Supplied records =>
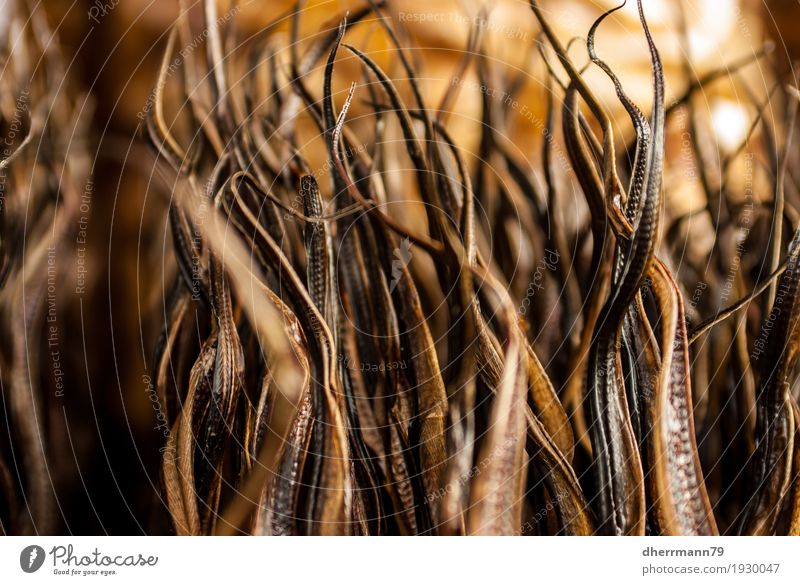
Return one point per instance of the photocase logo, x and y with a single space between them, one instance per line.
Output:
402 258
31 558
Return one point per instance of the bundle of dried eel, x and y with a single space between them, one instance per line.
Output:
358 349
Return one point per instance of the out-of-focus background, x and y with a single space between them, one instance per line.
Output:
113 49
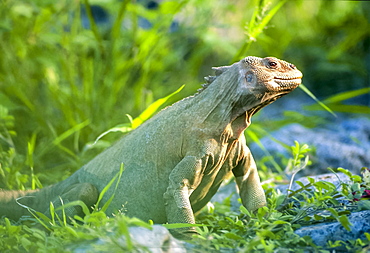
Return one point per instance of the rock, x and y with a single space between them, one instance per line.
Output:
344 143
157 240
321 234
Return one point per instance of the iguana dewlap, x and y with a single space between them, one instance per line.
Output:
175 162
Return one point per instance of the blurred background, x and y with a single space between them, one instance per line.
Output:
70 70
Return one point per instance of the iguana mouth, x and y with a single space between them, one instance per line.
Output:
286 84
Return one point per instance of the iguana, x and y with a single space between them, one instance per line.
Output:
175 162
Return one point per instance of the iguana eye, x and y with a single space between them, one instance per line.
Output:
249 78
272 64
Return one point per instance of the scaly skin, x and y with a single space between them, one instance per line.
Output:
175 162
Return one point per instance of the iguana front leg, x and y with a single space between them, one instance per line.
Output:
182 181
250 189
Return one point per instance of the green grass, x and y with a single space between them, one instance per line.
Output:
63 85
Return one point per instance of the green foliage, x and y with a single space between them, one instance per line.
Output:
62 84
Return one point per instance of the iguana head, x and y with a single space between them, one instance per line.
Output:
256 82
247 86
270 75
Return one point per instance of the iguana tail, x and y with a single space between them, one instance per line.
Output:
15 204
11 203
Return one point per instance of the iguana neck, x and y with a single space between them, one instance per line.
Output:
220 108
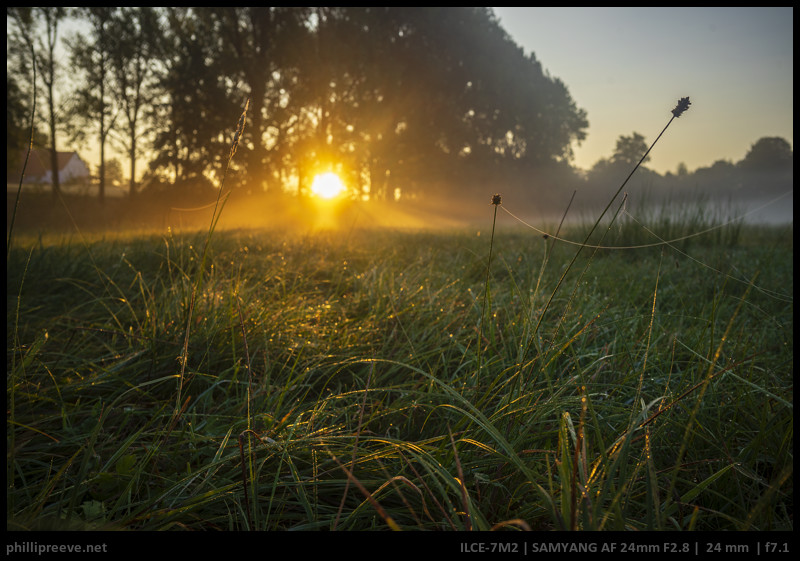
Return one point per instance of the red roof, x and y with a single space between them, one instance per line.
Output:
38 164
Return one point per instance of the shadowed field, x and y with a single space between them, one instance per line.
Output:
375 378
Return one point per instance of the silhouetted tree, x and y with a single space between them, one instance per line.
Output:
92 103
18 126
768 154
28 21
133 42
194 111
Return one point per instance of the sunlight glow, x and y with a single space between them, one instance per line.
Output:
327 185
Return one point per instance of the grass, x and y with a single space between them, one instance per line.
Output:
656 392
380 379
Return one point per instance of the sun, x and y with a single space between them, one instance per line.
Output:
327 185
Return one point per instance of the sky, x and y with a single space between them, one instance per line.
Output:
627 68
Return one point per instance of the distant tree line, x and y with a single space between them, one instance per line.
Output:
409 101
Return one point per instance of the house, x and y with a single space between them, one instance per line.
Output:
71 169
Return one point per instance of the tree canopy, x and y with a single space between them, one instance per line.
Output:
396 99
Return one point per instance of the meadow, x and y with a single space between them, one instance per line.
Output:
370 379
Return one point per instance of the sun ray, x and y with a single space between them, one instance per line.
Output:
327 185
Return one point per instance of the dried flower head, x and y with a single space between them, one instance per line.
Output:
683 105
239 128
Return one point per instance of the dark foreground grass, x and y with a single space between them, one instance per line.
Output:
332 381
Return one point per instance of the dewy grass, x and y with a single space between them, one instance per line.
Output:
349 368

...

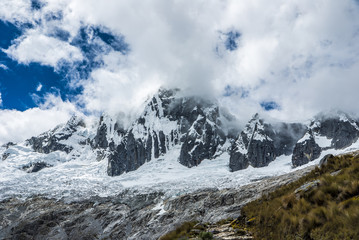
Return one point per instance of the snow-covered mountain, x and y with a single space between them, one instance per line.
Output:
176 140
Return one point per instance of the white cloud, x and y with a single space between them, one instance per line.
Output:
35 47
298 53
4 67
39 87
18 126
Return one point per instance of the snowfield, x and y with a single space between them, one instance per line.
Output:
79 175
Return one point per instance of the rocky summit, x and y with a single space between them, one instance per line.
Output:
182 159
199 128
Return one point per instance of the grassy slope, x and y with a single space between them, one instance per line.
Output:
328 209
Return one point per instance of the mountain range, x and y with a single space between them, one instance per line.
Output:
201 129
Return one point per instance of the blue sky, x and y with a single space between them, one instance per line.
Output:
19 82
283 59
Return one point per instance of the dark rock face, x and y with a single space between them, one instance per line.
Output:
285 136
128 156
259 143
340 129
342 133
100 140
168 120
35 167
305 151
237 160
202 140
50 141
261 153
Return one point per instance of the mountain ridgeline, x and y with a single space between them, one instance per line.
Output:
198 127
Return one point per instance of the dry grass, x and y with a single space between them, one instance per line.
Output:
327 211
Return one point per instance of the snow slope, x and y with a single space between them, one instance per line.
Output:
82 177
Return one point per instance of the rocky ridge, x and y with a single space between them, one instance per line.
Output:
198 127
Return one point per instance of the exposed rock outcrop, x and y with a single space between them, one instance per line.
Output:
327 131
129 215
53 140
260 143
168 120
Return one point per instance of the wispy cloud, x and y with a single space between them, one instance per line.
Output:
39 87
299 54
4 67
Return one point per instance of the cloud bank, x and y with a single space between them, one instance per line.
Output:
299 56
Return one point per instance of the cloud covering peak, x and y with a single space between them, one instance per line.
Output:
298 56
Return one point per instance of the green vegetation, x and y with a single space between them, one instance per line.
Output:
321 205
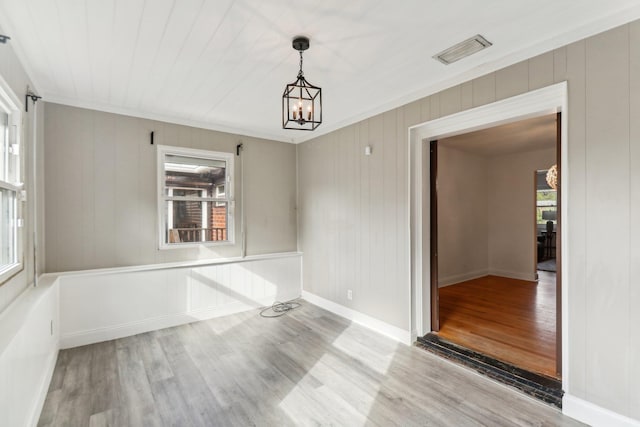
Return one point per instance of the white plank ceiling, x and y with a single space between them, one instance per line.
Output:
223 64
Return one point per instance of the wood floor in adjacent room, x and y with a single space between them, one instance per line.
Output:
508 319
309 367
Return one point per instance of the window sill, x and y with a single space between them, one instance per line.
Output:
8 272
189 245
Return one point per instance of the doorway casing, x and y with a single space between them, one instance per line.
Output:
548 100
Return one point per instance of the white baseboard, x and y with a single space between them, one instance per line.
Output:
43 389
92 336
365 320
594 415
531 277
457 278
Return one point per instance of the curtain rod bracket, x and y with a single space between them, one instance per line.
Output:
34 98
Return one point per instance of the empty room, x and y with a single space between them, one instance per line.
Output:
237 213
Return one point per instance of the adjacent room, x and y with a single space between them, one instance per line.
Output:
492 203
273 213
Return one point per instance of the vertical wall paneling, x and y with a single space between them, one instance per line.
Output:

* * *

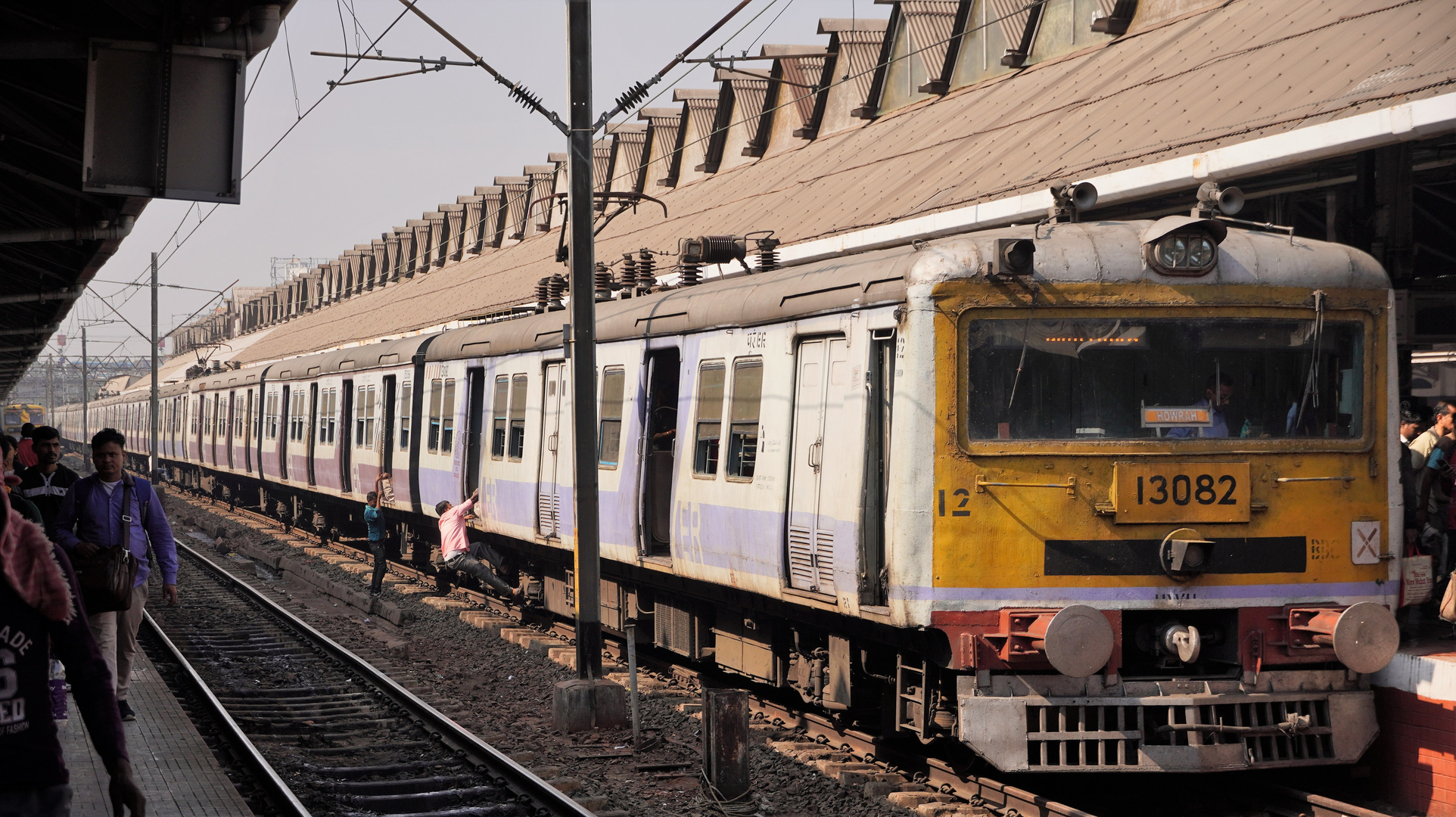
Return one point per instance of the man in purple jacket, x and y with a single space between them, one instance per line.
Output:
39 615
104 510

Exercise brief =>
Please pull out each line of the listing above that contains the word "tree".

Exercise solution =>
Return one point per instance of the silhouetted tree, x and y with a single space between them, one instance per line.
Return one point per instance of the distant tree line, x and y with a single space between them, one instance per line.
Return one point per instance of the tree canopy, x and y with a single space between them, one instance per line.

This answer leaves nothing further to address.